== DATASET RECORDS ==

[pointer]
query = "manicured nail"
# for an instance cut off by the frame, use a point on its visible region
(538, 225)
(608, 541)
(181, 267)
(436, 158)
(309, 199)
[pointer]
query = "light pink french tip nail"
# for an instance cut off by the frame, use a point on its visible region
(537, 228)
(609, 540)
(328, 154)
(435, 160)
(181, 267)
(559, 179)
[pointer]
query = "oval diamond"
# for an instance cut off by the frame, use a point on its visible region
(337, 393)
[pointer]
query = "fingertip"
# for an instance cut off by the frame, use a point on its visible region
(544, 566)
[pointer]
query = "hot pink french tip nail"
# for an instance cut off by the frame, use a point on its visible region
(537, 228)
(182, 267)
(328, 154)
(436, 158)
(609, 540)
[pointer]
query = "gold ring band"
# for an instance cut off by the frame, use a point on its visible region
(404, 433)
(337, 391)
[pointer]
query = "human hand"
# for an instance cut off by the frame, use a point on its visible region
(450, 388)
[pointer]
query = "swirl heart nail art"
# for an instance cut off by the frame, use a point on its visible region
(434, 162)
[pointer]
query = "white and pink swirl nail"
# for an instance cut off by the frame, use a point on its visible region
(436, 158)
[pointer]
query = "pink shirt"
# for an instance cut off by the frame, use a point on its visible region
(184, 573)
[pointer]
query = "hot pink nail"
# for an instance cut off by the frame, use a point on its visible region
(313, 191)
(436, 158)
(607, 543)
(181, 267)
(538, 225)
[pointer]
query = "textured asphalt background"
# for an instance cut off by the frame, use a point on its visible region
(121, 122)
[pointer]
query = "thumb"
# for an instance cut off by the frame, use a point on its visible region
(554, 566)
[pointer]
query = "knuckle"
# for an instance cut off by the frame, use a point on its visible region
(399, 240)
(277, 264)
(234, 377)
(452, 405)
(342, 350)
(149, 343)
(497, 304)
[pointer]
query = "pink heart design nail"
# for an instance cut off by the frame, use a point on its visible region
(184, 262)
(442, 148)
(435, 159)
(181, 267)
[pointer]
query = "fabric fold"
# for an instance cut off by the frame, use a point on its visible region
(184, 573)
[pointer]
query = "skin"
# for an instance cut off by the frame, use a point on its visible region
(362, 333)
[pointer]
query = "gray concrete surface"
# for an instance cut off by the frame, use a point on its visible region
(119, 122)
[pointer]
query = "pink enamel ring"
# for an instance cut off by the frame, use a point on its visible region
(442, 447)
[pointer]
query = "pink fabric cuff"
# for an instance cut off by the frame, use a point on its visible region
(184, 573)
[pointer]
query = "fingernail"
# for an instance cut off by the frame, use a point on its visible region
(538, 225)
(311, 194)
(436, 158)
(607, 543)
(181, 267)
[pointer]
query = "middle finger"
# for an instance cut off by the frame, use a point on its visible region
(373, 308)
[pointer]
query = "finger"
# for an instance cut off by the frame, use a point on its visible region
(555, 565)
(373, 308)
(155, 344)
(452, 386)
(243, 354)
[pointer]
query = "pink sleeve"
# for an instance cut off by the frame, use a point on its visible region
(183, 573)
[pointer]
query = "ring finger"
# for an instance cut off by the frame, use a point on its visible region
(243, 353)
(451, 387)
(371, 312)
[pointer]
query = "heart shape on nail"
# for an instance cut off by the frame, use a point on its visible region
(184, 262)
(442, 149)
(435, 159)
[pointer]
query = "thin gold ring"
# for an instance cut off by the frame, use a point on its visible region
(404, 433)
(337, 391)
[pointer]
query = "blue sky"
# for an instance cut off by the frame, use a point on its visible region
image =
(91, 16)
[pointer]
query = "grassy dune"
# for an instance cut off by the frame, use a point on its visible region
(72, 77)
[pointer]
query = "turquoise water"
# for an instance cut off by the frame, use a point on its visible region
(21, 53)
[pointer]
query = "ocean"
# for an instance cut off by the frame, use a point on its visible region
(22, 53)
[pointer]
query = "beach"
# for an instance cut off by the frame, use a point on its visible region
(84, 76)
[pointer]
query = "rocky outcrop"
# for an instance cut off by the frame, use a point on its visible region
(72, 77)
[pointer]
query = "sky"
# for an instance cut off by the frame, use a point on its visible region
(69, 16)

== ACTIVITY ==
Please show each line in the records above that contains "heart".

== COMPLETED EXERCISE ==
query = "swirl heart nail art"
query = "pink heart design nail"
query = "heart shape on nail"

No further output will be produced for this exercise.